Atualize os registros abaixo, trocando "noun phrase" por "search phrase" em todos eles e mantendo o restante sem alteração.

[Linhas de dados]
==================================================

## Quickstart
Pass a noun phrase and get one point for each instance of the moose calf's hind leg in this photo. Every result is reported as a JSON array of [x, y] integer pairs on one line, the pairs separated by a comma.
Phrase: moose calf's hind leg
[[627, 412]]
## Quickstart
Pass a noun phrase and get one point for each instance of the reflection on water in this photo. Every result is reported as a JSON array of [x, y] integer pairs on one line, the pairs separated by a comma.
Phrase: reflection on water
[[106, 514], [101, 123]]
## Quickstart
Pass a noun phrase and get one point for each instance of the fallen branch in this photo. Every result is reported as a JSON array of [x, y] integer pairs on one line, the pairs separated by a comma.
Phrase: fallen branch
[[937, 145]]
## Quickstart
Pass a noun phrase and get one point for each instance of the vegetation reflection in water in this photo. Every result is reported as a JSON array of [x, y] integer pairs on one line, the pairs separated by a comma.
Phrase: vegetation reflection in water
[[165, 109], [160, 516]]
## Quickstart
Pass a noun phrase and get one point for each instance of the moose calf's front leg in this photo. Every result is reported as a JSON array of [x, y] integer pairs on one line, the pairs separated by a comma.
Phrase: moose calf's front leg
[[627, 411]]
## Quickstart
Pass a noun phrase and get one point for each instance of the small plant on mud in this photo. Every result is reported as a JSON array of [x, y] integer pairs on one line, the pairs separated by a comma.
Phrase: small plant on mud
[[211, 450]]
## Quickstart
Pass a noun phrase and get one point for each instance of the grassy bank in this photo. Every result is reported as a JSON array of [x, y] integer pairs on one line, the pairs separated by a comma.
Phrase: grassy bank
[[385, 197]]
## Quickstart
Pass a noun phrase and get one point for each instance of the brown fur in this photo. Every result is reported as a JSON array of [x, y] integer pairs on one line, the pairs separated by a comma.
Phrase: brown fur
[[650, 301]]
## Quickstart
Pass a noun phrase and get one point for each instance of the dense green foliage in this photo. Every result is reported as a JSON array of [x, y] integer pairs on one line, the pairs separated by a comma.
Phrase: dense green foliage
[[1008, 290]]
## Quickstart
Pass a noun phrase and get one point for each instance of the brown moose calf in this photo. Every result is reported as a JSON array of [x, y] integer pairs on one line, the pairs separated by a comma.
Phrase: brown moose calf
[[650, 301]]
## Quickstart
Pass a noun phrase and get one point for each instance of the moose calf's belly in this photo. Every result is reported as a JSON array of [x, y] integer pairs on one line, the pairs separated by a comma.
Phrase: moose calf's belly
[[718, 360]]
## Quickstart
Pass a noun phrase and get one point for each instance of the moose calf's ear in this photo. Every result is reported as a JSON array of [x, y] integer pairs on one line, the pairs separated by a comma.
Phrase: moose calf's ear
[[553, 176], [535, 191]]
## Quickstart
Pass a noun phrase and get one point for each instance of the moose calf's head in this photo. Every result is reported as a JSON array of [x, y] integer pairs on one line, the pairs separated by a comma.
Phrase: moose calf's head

==================================================

**RESULTADO DA TAREFA:**
## Quickstart
Pass a search phrase and get one point for each instance of the moose calf's hind leg in this photo. Every result is reported as a JSON array of [x, y] integer pairs on one line, the pairs separated by a comma.
Phrase: moose calf's hind leg
[[627, 412]]
## Quickstart
Pass a search phrase and get one point for each instance of the reflection on water in this photo. Every result is reported as a JSON array of [x, y] integer pairs on one line, the pairs separated by a comma.
Phrase: reflection on water
[[106, 514], [101, 123]]
## Quickstart
Pass a search phrase and get one point for each instance of the fallen branch in this photo. Every result is reported as a JSON array of [x, y] integer pairs on one line, the pairs separated by a comma.
Phrase: fallen branch
[[937, 145]]
## Quickstart
Pass a search phrase and get one point for each instance of the vegetation reflection in water in this photo. Every result is reported as a JSON array of [x, y] integer pairs on one line, the pairs separated by a comma.
Phrase: vegetation reflection in water
[[165, 109], [160, 516]]
## Quickstart
Pass a search phrase and get one point for each instance of the moose calf's front leg in this photo. Every result is reported as a JSON array of [x, y] integer pairs on one line, the pairs separated by a comma.
Phrase: moose calf's front leg
[[627, 411]]
## Quickstart
Pass a search phrase and get one point for each instance of the small plant on mud in this photo. Every result is reported as a JSON array of [x, y] integer pairs on one line, the pairs separated by a comma.
Phrase: small plant on mud
[[211, 450]]
## Quickstart
Pass a search phrase and get one point for each instance of the grassy bank in this photo. Every result is reported as a JSON array of [x, y] integer pairs on one line, the pairs separated by a comma.
Phrase: grassy bank
[[385, 197]]
## Quickstart
Pass a search phrase and get one point for each instance of the brown fur in this photo. Every result is reported as a JSON array of [x, y] integer pairs on one line, the pairs separated by a comma.
Phrase: brown fur
[[650, 301]]
## Quickstart
Pass a search phrase and get one point for each instance of the dense green foliage in this photo. Every result is reported as a JSON array of [x, y] integer pairs on one line, the pairs separated by a comma.
Phrase: dense green foliage
[[1008, 290]]
## Quickstart
Pass a search phrase and get one point for each instance of the brown moose calf in this photo. Every result is reported as a JSON array of [x, y] integer pairs on one line, the pairs separated by a comma.
Phrase: brown moose calf
[[650, 301]]
## Quickstart
Pass a search phrase and get one point for each instance of the moose calf's belly in this photo. Every result is reported as a JSON array of [x, y] integer pairs on one line, the pairs separated by a comma.
Phrase: moose calf's belly
[[718, 360]]
## Quickstart
Pass a search phrase and get one point for each instance of the moose calf's ear in this photo. Every result is reported as a JSON array of [x, y] integer pairs on one line, the pairs separated by a comma.
Phrase: moose calf's ear
[[553, 176], [535, 191]]
## Quickstart
Pass a search phrase and get one point for each instance of the moose calf's head in this photo. Every result is reported as a JSON array of [x, y] integer pairs on one line, the pairs separated by a comma.
Phrase: moose calf's head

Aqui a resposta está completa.